#Liverpool: 11 greatest players of all time

It’s difficult to whittle down the very best players to have represented Liverpool over the years, but that’s exactly what we’ve done here.

Regardless of position, and in no particular order, we’ve picked out the greatest 11 Liverpool players. Don’t agree with our selection? Tell us in the comments below, including who we should have included.

And maybe we’ll update this list again, incorporating your suggestions.

1. Ray Clemence

Liverpool’s greatest ‘keeper was ever-present throughout the side’s 1967-1981 trophy glut. Thanks to the wealth of attacking prowess the Reds possessed, he sometimes flew below the radar – and often had few saves to make – but it’s easily forgotten how many scrappy 1-0s Liverpool carved out on their way to titles, with Clem saving the day. Agile and dominant in his area, he rarely had a poor game but had countless incredible ones – just re-watch the 1977 European Cup final, where his stops were crucial. Rightly considered Peter Shilton’s equal for England, too.

2. Graeme Souness

Doing an interview with The Sun and a mixed spell as gaffer have tarnished Souey’s reputation for many Reds, but his bullying midfield majesty was the heartbeat of Liverpool’s most ruthlessly successful spell, when five league titles and three European Cups were won during the Scot’s crunching six-year presence between 1978 and 1984. A true leader, Souness could beat you either physically or mentally: he brutalised those who fancied a physical scrap and artfully outplayed those who didn’t.

3. Billy Liddell

A left winger who could also play as an inside forward or up front, he was the Cristiano Ronaldo of his day

One of those golden oldies who now seems almost too good to be true: Liddell played his entire career (1938-1961) for the Reds, as well as serving in the RAF during World War II and working as an accountant. A left winger who could also play as an inside forward or up front, he was the Cristiano Ronaldo of his day: a two-footed, quick, robust, direct goalscorer, who also possessed true loyalty to his club, even when they languished in Division Two. Liddell spearheaded the Reds’ resurgence and 1947 league triumph, and was so talented that the team was eventually nicknamed “Liddellpool”.

4. Ron Yeats

Bill Shankly was clearly the man at the centre of Liverpool’s transformation from a deeply average 1950s outfit into a European powerhouse, but Yeats was his most obvious representative on the pitch. “With him in defence we could play Arthur Askey in goal,” Shanks once gushed. The boss was given to hyperbole, but he wasn’t far wrong in the case of the tall and powerful Scot who shored up the backline as Liverpool rose from the second tier to become champions of England.

- _Work to do_:
(1) Retype the passage from the Liverpool players list, from "It’s difficult to" up to and including "should have included.".
(2) Answer these questions from the Liverpool players list:
(a) Between which years was Graeme Souness at Liverpool?
(b) What nickname was the team eventually given because of Billy Liddell's talent?
(c) Which match does the piece recommend re-watching to see Ray Clemence's crucial stops?
The lines after this point come from a separate source.

- _Data_:
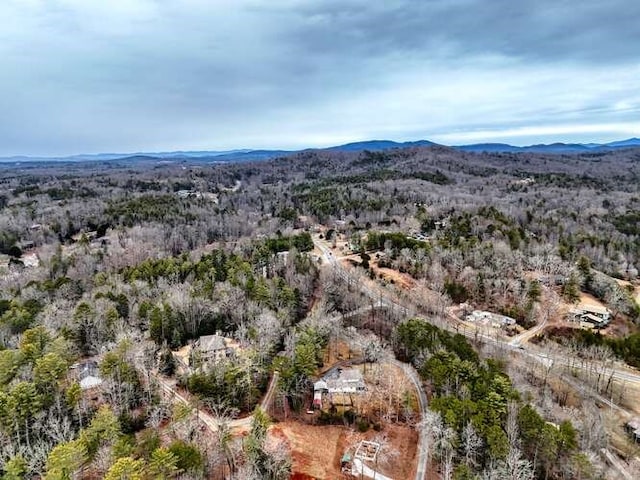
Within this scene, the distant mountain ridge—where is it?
[0,137,640,163]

- _Expected answers_:
(1)
It’s difficult to whittle down the very best players to have represented Liverpool over the years, but that’s exactly what we’ve done here.

Regardless of position, and in no particular order, we’ve picked out the greatest 11 Liverpool players. Don’t agree with our selection? Tell us in the comments below, including who we should have included.

(2)
(a) Between 1978 and 1984.
(b) "Liddellpool."
(c) The 1977 European Cup final.